• Record list

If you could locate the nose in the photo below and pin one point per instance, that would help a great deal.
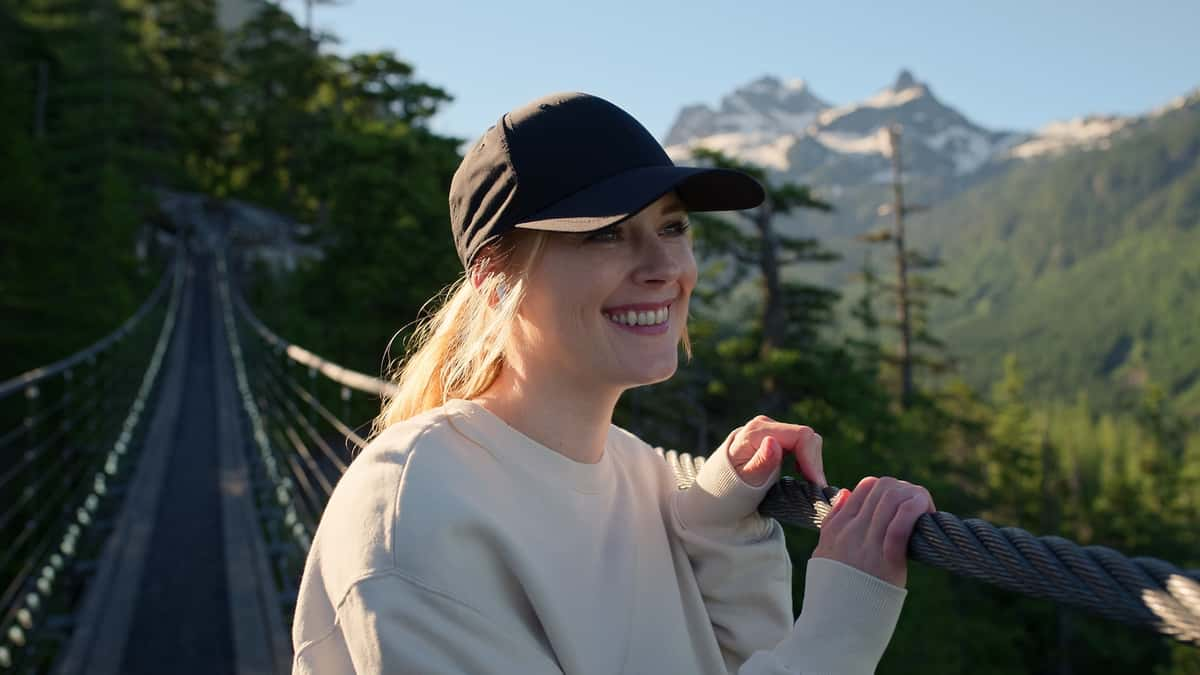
(659, 262)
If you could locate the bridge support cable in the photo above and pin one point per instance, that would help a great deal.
(1143, 591)
(1140, 591)
(65, 466)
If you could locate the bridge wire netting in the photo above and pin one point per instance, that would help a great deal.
(1140, 591)
(69, 443)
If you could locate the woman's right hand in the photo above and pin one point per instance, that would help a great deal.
(869, 527)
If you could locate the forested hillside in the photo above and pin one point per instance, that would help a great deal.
(1085, 268)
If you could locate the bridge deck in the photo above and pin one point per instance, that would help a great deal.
(183, 585)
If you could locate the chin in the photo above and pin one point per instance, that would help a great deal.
(659, 371)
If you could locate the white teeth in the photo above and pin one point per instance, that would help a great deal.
(640, 318)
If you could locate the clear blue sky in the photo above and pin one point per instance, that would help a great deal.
(1011, 64)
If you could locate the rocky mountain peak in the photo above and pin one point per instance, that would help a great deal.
(904, 81)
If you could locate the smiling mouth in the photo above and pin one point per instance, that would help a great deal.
(645, 317)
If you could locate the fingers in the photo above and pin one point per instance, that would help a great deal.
(763, 463)
(899, 530)
(851, 505)
(795, 438)
(895, 494)
(869, 527)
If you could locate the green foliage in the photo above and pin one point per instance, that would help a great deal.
(1087, 267)
(1084, 269)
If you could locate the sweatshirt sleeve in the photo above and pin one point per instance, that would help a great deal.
(745, 579)
(396, 623)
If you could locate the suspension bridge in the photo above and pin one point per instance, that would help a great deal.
(160, 490)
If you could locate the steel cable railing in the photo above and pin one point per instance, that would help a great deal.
(59, 484)
(1145, 592)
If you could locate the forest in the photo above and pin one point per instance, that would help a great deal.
(108, 103)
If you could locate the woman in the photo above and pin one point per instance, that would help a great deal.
(499, 523)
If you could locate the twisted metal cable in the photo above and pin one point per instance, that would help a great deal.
(1141, 591)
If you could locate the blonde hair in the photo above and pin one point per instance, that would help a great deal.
(457, 351)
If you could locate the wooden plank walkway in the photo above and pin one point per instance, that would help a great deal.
(184, 584)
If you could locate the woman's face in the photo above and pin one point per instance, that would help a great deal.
(609, 308)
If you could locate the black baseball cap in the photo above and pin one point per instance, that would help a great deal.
(575, 162)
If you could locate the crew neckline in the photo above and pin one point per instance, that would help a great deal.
(510, 446)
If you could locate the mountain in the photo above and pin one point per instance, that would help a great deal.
(786, 127)
(843, 151)
(1087, 266)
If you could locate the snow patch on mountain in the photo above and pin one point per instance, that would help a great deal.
(1057, 137)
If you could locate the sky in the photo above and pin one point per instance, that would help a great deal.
(1011, 64)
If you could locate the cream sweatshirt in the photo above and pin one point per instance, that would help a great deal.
(454, 543)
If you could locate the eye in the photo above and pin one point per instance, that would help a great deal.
(606, 234)
(677, 228)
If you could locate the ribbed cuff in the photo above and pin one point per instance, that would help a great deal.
(719, 496)
(847, 620)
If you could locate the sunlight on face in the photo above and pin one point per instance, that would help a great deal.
(585, 280)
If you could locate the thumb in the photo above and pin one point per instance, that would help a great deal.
(756, 471)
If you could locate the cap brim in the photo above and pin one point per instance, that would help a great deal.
(619, 197)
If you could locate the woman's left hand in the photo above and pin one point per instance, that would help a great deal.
(757, 448)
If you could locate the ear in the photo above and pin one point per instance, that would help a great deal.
(477, 278)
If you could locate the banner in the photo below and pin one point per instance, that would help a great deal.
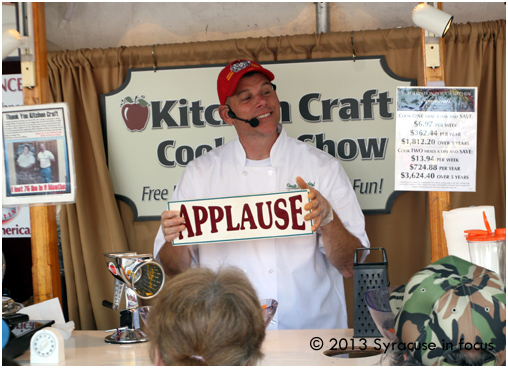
(158, 121)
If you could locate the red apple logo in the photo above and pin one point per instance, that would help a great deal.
(135, 113)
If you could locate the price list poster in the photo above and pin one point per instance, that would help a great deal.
(436, 139)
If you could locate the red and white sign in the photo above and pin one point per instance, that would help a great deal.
(243, 217)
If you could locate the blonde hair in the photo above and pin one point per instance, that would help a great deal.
(204, 317)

• Required task
Output the lines of the records above, from the line containing "If you could locate the bridge deck" through the line containing "(1141, 591)", as a numbered list with blank lines omitted.

• Output for this exercise
1. If you could locate the bridge deck in the photo above and pin one point per instance, that would help a great deal.
2. (183, 585)
3. If you could locate the chin in the photo above and pin one point per instance, that would help a great deal.
4. (659, 371)
5. If you could locate the white teeth in the photo above and pin one point per instance, that would help a great deal.
6. (640, 318)
7. If you could locate the clear blue sky in the photo above and pin one point per instance, that would help a great deal.
8. (1011, 64)
9. If you could locate the rocky mountain peak in the photo above and pin one point per instance, that would help a great deal.
10. (904, 81)
11. If you could locate the smiling mouth in the photo above and pin one point per instance, that would help a great deal.
12. (645, 317)
13. If you could locate the fingers in the photo above and pin one point per instance, that would help a great deal.
14. (763, 463)
15. (899, 530)
16. (851, 505)
17. (795, 438)
18. (895, 494)
19. (869, 527)
20. If you could locate the green foliage in the photo above and pin one point per instance, that would help a great deal.
21. (1087, 267)
22. (1084, 269)
23. If you could locate the sweatshirt sleeve in the photo above and pin one point per instance, that would help a great deal.
24. (745, 579)
25. (396, 623)
26. If you could locate the suspension bridge in the photo above and pin one point per instance, that would help a great deal.
27. (160, 490)
28. If you could locate the steel cable railing in the photo above and pin one point per instance, that would help a great deal.
29. (59, 484)
30. (1145, 592)
31. If you could locate the forest in the photo above and pin one point per instance, that would help a great deal.
32. (108, 103)
33. If you could locate the woman in the photo above and pin one point per instance, that would help a great deal.
34. (499, 523)
35. If you could locate the twisted metal cable in the photo above and pin one point per instance, that would help a great deal.
36. (1141, 591)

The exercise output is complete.